**Aim**
Copy out every record below with complete accuracy.
☆ ☆ ☆
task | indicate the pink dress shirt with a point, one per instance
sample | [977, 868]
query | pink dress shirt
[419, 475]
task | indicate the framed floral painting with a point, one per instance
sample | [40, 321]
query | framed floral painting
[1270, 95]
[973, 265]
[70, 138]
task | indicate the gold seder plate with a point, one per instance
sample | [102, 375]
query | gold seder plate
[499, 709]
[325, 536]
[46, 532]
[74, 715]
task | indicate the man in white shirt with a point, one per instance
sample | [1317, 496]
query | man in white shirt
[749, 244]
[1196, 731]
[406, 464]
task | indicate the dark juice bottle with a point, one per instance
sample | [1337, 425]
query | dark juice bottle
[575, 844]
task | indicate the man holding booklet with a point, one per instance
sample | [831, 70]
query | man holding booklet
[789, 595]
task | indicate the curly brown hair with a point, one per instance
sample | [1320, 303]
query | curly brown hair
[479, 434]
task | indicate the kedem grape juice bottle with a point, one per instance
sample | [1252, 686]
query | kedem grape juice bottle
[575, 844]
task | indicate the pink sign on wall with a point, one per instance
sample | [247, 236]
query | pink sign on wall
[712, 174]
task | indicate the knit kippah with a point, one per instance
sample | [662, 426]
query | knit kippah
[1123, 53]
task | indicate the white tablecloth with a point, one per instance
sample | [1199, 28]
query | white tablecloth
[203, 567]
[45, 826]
☆ ☆ ☆
**Solution for this exercise**
task | indicate the pink dress shirt with a point, one per instance
sample | [977, 868]
query | pink dress shirt
[419, 475]
task | indicate the framed floral painting with a point, one per instance
sample | [40, 321]
query | framed floral painting
[1270, 95]
[973, 265]
[70, 138]
task | indicate the gold seder plate with a point, one per instance
sample | [102, 375]
query | gold seder plate
[499, 709]
[325, 536]
[46, 532]
[74, 715]
task | indicate the man in white shirt with a point, one per instance
sample | [1317, 496]
query | man in white shirt
[749, 244]
[1196, 731]
[406, 464]
task | indicate the dark juice bottle with a point, one per instance
sample | [1337, 425]
query | dark juice bottle
[575, 844]
task | indicate the man holding booklet with a point, one per instance
sample | [831, 70]
query | man holding booklet
[789, 595]
task | indicate the curly brown hair with a point, one per instance
sample | [1320, 303]
query | curly brown hair
[479, 434]
task | indicate the kedem grape juice bottle with a point, one per instance
sample | [1252, 686]
query | kedem grape juice bottle
[575, 844]
task | indicate the pink sign on wall with a point, one per instance
sample | [247, 236]
query | pink sign on wall
[712, 174]
task | indicate the knit kippah with a point, one per instance
sample | [662, 426]
query | knit kippah
[1123, 53]
task | indicate the white tablecloth with a point, one per instance
sample | [1199, 28]
query | white tablecloth
[203, 567]
[45, 826]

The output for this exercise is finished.